Every so often there’s a review of a comedy show (invariably in The Guardian) that says something like “this is such a great comedy show and one of the reasons is that they don’t bother with jokes.” I exaggerate for comic effect, but not much.
You should see us comedy writers when we all pile into our Comedy Writers’ Page on Facebook to slag off this latest nonsense by some skittish young reviewer straight out of college who’s been allowed to write this crap. We’re hilarious.
“Oh really?” we say “It’s a good comedy without jokes is it? Remind me next time I go to the fishmonger, to say to him ‘I’m sorry I’m no longer coming here, from now on I’ll be going to the local hardware store, it’s a great fishmonger because they don’t bother with fish, anyway this notion you have of selling fish is so outmoded, and another thing the hardware store smells a damn sight nicer.’”
We know what these Guardian critics mean, of course, we’re not idiots. We’ve been watching the gradual transformation of TV comedy from studio-based audience sitcom with a laughing audience to location-based programmes for more than 20 years. Anyone under 30 is far more used to receiving their narrative comedy without the backing track of a cackling bunch of idiots that’s obviously been dubbed on after to show us where to laugh (it hasn’t, but that particular hill on which I continue to die is for another column).

Provided records:
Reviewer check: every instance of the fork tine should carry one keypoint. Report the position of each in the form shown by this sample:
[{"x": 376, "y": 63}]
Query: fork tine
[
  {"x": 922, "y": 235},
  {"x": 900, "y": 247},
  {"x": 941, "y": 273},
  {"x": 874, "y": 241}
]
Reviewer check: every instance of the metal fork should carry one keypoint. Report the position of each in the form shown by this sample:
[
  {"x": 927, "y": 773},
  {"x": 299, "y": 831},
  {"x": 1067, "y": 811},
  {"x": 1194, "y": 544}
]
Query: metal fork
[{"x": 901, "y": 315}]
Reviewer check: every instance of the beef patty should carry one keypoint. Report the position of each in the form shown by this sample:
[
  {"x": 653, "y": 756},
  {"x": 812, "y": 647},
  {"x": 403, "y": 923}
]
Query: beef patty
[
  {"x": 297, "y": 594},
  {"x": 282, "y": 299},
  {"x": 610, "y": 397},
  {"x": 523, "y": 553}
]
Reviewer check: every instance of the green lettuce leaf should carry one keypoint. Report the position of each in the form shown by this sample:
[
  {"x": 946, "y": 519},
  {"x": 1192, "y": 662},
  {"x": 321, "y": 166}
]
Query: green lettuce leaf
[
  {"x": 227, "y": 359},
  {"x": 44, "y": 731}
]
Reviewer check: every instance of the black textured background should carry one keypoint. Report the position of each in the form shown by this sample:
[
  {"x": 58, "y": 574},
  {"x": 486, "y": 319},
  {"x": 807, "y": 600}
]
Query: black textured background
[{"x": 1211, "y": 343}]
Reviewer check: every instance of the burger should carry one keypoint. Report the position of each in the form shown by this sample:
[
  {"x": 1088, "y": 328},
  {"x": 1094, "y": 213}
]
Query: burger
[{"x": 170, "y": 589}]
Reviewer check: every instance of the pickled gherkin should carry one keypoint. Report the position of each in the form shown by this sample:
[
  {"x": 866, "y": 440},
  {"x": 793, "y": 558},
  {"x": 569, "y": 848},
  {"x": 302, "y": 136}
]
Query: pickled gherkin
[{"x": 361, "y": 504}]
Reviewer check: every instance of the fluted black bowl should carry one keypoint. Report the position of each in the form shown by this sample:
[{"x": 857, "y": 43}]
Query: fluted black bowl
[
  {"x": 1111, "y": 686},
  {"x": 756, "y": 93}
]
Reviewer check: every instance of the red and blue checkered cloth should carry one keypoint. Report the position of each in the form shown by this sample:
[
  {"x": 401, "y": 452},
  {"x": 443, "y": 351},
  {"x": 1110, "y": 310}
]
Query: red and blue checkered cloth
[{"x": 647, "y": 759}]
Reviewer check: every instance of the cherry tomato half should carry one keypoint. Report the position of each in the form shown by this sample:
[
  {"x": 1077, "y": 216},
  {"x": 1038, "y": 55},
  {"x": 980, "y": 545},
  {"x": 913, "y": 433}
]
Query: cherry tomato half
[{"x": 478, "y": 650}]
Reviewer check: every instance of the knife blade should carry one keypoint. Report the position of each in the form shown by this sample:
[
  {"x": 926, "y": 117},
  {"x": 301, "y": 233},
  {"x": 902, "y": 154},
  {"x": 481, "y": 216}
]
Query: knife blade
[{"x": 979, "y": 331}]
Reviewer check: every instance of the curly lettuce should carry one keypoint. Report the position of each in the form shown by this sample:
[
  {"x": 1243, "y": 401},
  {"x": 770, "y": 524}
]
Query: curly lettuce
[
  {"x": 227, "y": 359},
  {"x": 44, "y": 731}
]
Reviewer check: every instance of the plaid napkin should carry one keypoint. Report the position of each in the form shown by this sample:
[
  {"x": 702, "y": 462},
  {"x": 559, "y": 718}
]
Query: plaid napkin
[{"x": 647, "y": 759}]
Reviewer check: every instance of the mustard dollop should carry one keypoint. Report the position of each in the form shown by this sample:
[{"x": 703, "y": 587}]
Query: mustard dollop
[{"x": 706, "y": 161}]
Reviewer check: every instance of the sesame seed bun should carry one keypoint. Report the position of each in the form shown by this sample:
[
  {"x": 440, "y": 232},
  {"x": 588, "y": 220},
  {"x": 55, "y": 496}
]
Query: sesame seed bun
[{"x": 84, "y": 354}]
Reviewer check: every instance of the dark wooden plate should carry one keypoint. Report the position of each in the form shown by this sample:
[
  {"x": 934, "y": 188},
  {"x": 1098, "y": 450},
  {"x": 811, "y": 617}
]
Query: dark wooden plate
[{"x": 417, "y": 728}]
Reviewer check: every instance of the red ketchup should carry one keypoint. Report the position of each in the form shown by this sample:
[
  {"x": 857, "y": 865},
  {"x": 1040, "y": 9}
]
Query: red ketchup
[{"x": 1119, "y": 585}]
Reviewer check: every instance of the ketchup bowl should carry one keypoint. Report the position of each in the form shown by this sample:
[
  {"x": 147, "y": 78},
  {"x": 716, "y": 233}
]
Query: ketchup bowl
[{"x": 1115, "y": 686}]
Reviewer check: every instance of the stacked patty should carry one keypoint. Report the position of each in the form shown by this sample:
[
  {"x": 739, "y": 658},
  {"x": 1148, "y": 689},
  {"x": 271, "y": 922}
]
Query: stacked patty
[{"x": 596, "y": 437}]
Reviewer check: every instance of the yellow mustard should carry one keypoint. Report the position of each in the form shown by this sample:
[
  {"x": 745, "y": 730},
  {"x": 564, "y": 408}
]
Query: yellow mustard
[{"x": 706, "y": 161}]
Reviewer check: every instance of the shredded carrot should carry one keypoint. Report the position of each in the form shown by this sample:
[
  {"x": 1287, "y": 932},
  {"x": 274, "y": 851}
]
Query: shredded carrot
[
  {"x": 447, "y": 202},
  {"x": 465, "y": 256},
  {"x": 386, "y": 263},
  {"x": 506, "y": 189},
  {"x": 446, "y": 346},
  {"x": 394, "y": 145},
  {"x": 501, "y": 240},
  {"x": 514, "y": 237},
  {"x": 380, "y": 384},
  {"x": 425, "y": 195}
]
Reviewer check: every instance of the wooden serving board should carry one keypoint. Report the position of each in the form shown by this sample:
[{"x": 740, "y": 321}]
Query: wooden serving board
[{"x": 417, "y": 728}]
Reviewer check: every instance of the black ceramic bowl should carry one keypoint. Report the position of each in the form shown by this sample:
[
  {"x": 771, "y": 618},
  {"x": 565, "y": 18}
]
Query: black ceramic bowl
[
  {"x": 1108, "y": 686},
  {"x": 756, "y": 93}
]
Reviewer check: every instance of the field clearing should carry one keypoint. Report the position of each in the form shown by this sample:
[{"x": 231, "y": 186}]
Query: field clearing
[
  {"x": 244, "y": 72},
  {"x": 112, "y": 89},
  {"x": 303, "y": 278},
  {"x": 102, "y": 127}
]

Given task 1:
Return the stretch of the column on comedy reviews from "We know what" through "for another column).", copied word for word.
Given task 2:
Using the column on comedy reviews, answer each question briefly:
(a) In which newspaper, according to the column, do such reviews invariably appear?
(b) Where does the column say the writer would go instead of the fishmonger?
(c) For how many years have the comedy writers been watching TV comedy change, according to the column?

Full response 1:
We know what these Guardian critics mean, of course, we’re not idiots. We’ve been watching the gradual transformation of TV comedy from studio-based audience sitcom with a laughing audience to location-based programmes for more than 20 years. Anyone under 30 is far more used to receiving their narrative comedy without the backing track of a cackling bunch of idiots that’s obviously been dubbed on after to show us where to laugh (it hasn’t, but that particular hill on which I continue to die is for another column).

Full response 2:
(a) The Guardian
(b) The local hardware store
(c) More than 20 years